[[ Selected extract open ]]

In the early nineties, I was approached by various large private companies – notably civil engineering and building contractors - to provide consultancy advice and negotiating skills training relating to the Public Finance Initiative (PFI).
I waited confidently for the other side of the PFI equation – the public service and local authorities – to approach me for similar advice and training. There were no enquiries. I spent some money on marketing efforts to involve such bodies, but still no interest whatsoever was shown. Since it takes two to tango, it was clear that the so-called public/private partnership was going to be a very unequal one, and that the potential for a major rip-off of the taxpayer existed.
Over the last six months, I have owed my life on four occasions to the NHS – to St. John’s Hospital in Livingston and to the Royal Infirmary of Edinburgh. The new RIE is a wonderful, state-of-the-art facility, matched by dedicated and superbly professional staff at all levels, and many patients owe their lives and the quality of their lives to its existence.
It was with horror and disgust therefore that I had my worst fears confirmed about the operation of the PFI, under the previous Labour/LibDem administration in Holyrood, by the following extract from the Edinburgh West Branch SNP newsletter -
True cost of PFI revealed
Figures from the Treasury, published by the Scottish Parliament, have revealed the staggering cost of Labour's Private Finance Initiative to Scotland's National Health Service. Over the next 30 years, nearly £6.7 billion will leave the NHS in repayments to banks and private operators for PFI projects. The astonishing £6.7 billion of repayments under Labour’s “buy now pay later” policy covers 27 capital projects with an estimated value of only £1.28 billion and comes after £1 billion of repayments have already been made.
In a flagrant example of Labour’s mismanagement, the taxpayer will pay seven times more for the Edinburgh Royal Infirmary than its original capital cost of £260 million. By last year, that sum had already been paid - but the contracts mean we will keep paying for it for a further 32 years! By 2034, when the contract expires, taxpayers will have paid a jaw-dropping £1.5 billion for the Royal Infirmary alone.

[[ Selected extract closed ]]
[[ Source information open ]]

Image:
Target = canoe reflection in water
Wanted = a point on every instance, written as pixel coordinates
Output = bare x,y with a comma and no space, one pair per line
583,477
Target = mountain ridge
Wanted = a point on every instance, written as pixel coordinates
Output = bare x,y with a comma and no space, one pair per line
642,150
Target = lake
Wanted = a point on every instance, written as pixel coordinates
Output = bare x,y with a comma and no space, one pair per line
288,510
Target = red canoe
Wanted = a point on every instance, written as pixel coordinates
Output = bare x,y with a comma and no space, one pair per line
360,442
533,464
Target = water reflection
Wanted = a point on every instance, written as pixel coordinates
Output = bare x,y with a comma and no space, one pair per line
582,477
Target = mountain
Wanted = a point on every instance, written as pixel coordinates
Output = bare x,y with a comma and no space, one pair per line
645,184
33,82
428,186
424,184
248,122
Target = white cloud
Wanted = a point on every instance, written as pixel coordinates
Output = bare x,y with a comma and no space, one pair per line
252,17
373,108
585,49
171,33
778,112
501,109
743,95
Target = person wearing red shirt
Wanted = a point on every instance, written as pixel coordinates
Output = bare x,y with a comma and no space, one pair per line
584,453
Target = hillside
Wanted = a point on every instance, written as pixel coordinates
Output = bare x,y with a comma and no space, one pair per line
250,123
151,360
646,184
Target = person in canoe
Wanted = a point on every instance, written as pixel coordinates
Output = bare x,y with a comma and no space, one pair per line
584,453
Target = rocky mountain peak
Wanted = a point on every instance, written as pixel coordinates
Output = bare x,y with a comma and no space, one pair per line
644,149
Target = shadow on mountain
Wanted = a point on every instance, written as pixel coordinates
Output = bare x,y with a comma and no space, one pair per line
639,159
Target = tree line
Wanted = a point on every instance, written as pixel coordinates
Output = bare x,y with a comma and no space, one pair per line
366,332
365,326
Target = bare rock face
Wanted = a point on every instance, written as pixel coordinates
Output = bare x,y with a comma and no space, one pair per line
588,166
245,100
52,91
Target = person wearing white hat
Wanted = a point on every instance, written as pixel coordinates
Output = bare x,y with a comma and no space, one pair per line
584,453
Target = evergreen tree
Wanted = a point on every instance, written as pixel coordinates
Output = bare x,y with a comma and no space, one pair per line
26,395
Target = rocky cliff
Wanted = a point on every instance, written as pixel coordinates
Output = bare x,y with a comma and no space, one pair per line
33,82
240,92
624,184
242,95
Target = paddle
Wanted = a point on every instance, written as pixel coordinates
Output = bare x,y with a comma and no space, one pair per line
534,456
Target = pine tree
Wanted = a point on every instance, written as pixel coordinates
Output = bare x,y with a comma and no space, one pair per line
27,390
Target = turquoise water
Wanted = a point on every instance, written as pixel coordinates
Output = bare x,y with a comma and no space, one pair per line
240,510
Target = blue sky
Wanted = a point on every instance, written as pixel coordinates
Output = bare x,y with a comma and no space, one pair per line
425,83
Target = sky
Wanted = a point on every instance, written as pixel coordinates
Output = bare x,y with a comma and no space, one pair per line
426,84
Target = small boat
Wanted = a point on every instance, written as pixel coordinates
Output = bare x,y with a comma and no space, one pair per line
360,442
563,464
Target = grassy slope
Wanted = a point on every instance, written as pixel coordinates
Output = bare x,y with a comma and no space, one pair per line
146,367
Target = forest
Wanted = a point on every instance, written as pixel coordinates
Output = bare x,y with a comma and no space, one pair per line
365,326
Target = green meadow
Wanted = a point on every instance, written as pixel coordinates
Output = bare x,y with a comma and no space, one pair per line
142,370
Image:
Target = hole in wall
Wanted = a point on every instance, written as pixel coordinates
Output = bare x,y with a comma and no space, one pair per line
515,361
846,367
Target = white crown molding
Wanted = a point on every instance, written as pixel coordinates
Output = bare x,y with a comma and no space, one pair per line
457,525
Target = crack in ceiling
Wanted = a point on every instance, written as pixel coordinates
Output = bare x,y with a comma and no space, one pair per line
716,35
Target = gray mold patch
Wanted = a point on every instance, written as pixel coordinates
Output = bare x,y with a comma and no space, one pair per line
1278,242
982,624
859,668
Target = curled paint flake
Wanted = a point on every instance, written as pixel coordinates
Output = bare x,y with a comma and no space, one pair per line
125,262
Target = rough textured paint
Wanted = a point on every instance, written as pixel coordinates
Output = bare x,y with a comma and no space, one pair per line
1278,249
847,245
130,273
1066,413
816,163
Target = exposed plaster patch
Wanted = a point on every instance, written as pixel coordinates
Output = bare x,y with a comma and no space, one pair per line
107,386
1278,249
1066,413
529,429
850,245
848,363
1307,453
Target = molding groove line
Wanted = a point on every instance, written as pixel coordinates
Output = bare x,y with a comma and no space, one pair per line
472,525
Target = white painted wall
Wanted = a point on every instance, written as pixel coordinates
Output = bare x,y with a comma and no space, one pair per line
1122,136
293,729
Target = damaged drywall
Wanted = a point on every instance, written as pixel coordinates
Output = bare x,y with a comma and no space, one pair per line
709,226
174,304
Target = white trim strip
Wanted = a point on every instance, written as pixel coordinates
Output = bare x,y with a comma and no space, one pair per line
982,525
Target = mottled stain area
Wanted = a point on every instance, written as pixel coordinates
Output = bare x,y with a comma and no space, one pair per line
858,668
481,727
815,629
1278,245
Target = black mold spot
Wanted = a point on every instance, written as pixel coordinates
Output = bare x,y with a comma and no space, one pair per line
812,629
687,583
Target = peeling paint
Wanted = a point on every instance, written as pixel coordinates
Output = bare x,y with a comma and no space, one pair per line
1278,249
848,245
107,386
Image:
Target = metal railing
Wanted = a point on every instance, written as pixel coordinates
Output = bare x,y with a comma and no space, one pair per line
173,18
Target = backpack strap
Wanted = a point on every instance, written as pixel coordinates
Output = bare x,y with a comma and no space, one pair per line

[[ Source information closed ]]

Tasks for this exercise
a: Answer these questions from the text on PFI, one answer a line:
(i) Which two hospitals does the writer say they owed their life to?
(ii) How many capital projects are covered by the nearly £6.7 billion of repayments?
(iii) In what year does the Royal Infirmary contract expire?
b: Quote the text on PFI word for word, starting at "I waited confidently" and ending at "to its existence.".
The records are separate material and are not part of the text on PFI.

List of solutions
a:
(i) St. John's Hospital in Livingston and the Royal Infirmary of Edinburgh
(ii) 27
(iii) 2034

b:
I waited confidently for the other side of the PFI equation – the public service and local authorities – to approach me for similar advice and training. There were no enquiries. I spent some money on marketing efforts to involve such bodies, but still no interest whatsoever was shown. Since it takes two to tango, it was clear that the so-called public/private partnership was going to be a very unequal one, and that the potential for a major rip-off of the taxpayer existed.
Over the last six months, I have owed my life on four occasions to the NHS – to St. John’s Hospital in Livingston and to the Royal Infirmary of Edinburgh. The new RIE is a wonderful, state-of-the-art facility, matched by dedicated and superbly professional staff at all levels, and many patients owe their lives and the quality of their lives to its existence.